Stated goal:
Return every line of the material below that contains the word "dark", copying each line in full.

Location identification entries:
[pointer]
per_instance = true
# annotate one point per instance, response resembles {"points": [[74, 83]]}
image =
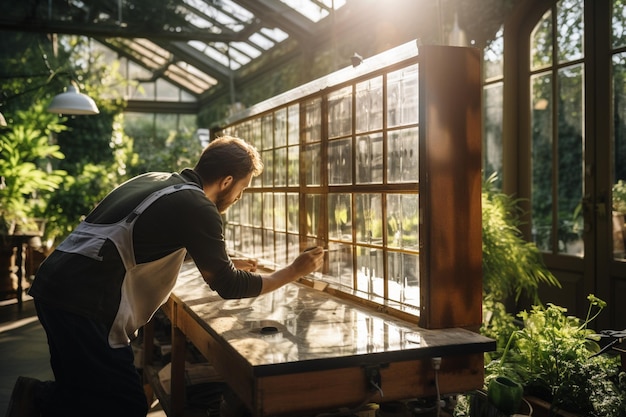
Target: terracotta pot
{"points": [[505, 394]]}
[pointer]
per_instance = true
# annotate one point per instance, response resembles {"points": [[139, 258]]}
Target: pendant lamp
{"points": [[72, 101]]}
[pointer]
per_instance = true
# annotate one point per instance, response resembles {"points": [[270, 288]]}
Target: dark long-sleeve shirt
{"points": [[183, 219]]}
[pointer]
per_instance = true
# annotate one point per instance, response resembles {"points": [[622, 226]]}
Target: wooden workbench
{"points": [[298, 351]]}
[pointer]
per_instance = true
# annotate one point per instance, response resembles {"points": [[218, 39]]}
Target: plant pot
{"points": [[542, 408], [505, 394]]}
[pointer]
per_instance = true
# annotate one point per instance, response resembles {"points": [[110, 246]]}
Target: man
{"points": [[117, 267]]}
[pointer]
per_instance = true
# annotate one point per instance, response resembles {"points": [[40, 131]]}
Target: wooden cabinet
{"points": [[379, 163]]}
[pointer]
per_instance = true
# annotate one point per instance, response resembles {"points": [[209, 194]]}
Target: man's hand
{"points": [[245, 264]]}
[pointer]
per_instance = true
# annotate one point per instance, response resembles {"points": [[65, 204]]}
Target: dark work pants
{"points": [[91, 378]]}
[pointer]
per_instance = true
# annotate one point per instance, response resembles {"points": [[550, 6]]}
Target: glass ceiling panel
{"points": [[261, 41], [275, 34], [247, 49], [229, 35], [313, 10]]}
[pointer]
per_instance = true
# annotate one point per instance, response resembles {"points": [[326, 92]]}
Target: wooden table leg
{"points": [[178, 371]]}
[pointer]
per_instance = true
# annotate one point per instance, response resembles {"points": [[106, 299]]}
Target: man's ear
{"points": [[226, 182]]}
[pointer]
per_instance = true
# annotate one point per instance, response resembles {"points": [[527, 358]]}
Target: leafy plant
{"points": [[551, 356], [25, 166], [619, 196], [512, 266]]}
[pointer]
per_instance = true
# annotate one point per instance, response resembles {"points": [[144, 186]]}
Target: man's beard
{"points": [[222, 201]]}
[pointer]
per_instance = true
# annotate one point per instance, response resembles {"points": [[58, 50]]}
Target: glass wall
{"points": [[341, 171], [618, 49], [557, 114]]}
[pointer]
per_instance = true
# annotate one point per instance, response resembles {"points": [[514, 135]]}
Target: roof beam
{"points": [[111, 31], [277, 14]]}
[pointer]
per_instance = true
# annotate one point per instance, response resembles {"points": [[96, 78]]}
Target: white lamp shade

---

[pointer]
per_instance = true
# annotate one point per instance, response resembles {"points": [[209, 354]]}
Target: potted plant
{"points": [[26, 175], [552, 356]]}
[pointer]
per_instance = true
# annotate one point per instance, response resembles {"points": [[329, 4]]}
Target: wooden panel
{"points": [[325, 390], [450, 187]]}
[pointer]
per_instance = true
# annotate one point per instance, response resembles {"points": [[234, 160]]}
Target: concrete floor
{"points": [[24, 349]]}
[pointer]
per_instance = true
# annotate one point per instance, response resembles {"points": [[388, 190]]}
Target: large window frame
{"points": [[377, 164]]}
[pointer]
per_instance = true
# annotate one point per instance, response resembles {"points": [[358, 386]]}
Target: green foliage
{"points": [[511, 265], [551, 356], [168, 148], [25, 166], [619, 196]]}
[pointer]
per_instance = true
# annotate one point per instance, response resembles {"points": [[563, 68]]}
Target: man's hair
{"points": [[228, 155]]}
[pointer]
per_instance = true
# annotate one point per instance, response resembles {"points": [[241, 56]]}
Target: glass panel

Reply to the task:
Target: dark long-sleeve shirt
Target: dark work pants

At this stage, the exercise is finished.